**Data to use**:
— BEGIN —

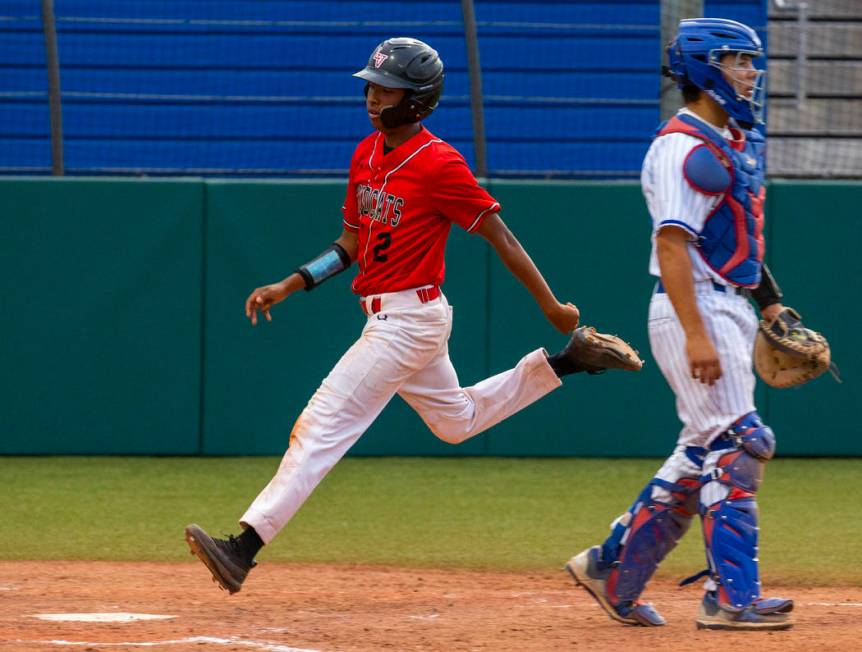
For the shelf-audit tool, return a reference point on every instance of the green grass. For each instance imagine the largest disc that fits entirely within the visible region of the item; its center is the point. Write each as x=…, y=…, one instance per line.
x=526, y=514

— END —
— BEGIN —

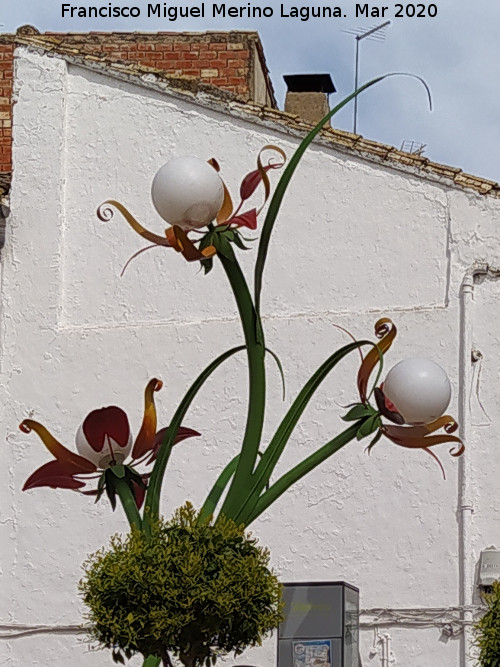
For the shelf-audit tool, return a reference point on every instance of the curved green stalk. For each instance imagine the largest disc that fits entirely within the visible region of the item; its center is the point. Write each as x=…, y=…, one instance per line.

— END —
— BEGIN —

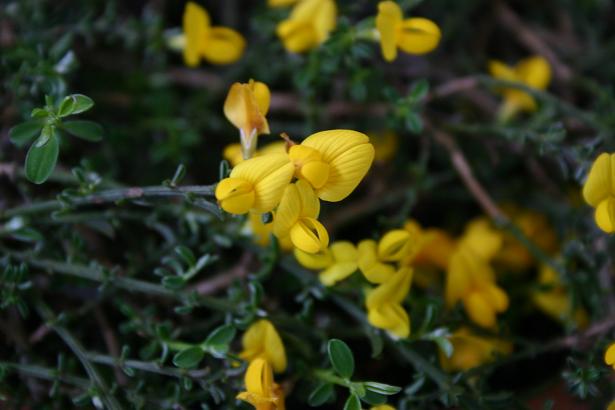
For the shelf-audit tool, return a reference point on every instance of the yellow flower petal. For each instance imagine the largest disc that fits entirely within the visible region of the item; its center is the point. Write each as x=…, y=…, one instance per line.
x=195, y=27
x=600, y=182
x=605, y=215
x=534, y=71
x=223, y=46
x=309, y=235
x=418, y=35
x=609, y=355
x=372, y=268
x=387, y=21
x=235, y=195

— END —

Reproduce only the lines starting with the line containing "of the green" and going on through the line containing "x=526, y=514", with "inventory scanner" substituted for "shelf-audit tool" and all else unchanged.

**Task response**:
For the inventory scanner, return a reference point on every instance of the green grass. For each instance imagine the largest disc that fits entirely within the visible region of the item; its center is the point. Write each as x=…, y=…, one instance per line.
x=526, y=514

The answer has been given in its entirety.